Re: [ntp:questions] A Christmas puzzler - intermittent offset oscillations with a PPS source

2012-12-22 Thread David Taylor

On 21/12/2012 19:51, Rick Jones wrote:
[]

Does the gpsd do anything every 5/3 minutes?  Or put another way, can
you find a similar periodicity in the CPU utilization?  If it does do
something interesting at that frequency and it involves a system call,
while the act of tracing would perturb things, you might find it in a
(timestamped) system call trace (strace) of the gpsd.

Perhaps the luck of process scheduling and the gpsd or some other
daemon holds-off the ntpd?  (Raspberry Pi's are single-core systems
right?)  Does the ntpd run at a higher (realtime?) priority than the
gpsd?

Might there be any other background dameons consuming more CPU on the
one system than the other?

■ **Named object pointing rows**
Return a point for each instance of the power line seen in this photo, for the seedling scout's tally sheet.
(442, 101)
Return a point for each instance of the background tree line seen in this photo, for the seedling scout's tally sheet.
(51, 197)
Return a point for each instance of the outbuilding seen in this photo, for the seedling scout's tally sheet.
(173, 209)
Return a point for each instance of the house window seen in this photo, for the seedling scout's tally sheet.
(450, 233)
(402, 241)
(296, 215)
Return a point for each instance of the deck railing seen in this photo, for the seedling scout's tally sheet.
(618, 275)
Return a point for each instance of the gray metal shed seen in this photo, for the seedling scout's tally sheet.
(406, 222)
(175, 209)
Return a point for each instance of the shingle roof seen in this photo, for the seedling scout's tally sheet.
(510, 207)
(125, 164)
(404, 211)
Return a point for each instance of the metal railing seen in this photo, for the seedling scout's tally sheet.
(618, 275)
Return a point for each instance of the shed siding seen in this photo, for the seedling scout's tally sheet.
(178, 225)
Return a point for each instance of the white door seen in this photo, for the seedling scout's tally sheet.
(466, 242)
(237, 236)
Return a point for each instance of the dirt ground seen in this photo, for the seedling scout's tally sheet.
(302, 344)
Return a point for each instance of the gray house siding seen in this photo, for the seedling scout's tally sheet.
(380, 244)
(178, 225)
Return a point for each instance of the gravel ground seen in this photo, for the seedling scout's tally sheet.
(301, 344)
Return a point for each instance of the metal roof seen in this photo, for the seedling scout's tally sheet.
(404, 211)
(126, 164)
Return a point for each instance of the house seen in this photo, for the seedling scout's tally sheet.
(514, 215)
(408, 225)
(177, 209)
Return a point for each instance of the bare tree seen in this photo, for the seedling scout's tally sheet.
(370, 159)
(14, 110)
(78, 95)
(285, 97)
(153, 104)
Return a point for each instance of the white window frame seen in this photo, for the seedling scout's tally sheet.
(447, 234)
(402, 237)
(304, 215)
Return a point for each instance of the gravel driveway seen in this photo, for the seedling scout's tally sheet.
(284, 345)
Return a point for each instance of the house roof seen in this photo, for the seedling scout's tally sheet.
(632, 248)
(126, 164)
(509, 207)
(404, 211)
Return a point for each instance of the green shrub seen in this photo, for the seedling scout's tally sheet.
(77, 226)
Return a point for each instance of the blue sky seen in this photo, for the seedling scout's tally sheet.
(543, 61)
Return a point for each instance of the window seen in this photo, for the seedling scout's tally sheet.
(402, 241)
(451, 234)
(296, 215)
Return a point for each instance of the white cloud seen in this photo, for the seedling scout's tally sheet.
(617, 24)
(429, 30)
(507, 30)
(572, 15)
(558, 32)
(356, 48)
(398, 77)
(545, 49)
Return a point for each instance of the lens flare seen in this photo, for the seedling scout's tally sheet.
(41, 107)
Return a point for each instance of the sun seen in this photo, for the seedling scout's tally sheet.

■ **Stated exercise 1**
In the mailing list message, what kind of trace of the gpsd is suggested as a way to find the periodic activity?
■ **Stated exercise 2**
Print the part of the mailing list message starting with "2012-12-22 Thread David" and going on through "of the gpsd.".
These rows were drawn from a different source than the mailing list message.

■ **Response 1**
A timestamped system call trace (strace) of the gpsd.

■ **Response 2**
2012-12-22 Thread David Taylor

On 21/12/2012 19:51, Rick Jones wrote:
[]

Does the gpsd do anything every 5/3 minutes?  Or put another way, can
you find a similar periodicity in the CPU utilization?  If it does do
something interesting at that frequency and it involves a system call,
while the act of tracing would perturb things, you might find it in a
(timestamped) system call trace (strace) of the gpsd.